Extracted text:

—————

This page has moved to https://markwatson.com/blog/

Friday, May 18, 2018

I have removed blog comments to support GDPR compliance

One of the great things about writing a blog is interacting with users through the comments they leave on my blog.

At least for now, I have disabled comments on my blog. Sorry about that!

Saturday, April 28, 2018

Is too much emphasis in Artificial Intelligence given to Deep Learning?

Deep learning has revolutionized the way we do Natural Language Processing, image recognition, translation, and other very specific tasks. I have used deep learning most days at work for about four years. Currently, I do no work in image recognition but I still use convolutional networks for NLP, and in the last year mostly use RNNs and GANs.

While I agree that deep learning is important in many practical use cases, a lot of data science still revolves around simpler models. I feel that other important techniques like probabilistic graph models (PGM) and discrete optimization models (the MiniZinc language is a good place to start) don't get the attention in universities and industry that they deserve.

On a scale of 1 to 10, I estimate the hype level of deep learning to be approximately 15.

I started working in the AI field in 1982 (back then, mostly "symbolic AI" and neural networks) and to me artificial intelligence has always meant a very long term goal of building flexible intelligent systems that can learn on their own, be full partners with human knowledge workers, and reliably take over job functions that can be safely automated.

I don't know what will get us to my (and many other people's) view of truly flexible and general purpose intelligent systems. My gut feeling is that a solution will require many techniques and technologies, perhaps including:
  • Efficiency and scalability of differentiable models running on platforms like TensorFlow
  • Formal coding of "common sense knowledge." There have been good attempts like ConceptNet and Cyc/OpenCyc but these are first steps. A more modern approach is Knowledge Graphs, as used at Google (what I used when I was a contractor at Google), Facebook, and few other organizations that can afford to build and maintain them.

—————

Dataset records:
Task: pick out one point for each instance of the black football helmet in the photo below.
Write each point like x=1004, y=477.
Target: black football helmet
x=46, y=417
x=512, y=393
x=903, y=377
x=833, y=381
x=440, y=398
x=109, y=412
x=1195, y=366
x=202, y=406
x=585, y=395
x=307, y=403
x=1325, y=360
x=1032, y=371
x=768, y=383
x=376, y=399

—————

What is expected: According to the blog page, in what year did the writer start working in the AI field? The data are separate material and are not part of the blog page.

Finished exercise: 1982.